▶ [About this exercise]: Which of the lines below include the word "player"? Pull each one out.

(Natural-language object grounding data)
* * * * * * *
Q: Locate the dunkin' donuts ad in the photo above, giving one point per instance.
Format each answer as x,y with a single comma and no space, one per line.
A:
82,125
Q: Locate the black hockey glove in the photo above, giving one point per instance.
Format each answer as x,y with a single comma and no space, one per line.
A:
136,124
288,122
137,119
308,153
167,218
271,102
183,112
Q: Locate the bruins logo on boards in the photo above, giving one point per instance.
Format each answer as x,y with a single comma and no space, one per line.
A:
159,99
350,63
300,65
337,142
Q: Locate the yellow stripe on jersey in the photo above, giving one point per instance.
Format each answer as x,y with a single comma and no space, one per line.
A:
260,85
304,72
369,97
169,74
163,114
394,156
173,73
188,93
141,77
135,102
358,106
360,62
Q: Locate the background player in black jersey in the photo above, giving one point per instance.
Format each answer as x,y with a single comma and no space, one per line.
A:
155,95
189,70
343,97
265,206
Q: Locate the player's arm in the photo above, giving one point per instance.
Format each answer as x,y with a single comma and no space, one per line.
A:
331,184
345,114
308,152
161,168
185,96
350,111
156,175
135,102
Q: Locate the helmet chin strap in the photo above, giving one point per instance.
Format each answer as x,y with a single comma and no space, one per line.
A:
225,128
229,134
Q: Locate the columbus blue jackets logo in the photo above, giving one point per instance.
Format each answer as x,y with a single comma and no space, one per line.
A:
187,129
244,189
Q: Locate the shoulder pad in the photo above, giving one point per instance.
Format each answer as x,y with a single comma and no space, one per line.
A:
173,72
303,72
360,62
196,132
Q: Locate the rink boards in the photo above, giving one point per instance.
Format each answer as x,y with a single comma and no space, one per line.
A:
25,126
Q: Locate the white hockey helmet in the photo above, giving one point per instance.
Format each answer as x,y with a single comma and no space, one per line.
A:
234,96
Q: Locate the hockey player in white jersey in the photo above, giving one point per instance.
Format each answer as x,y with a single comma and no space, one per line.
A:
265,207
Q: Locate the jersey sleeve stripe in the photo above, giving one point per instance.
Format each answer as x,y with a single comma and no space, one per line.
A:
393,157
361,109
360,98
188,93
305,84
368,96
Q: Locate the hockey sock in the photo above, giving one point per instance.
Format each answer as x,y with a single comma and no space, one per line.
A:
* * * * * * *
▶ [Solution to this exercise]:
Q: Locate the background player in black jersey in the photo above, giving one point per instance.
Q: Locate the player's arm in the photo above, giving one point per instance.
Q: Locate the hockey player in white jersey in the photo above, giving one point per instance.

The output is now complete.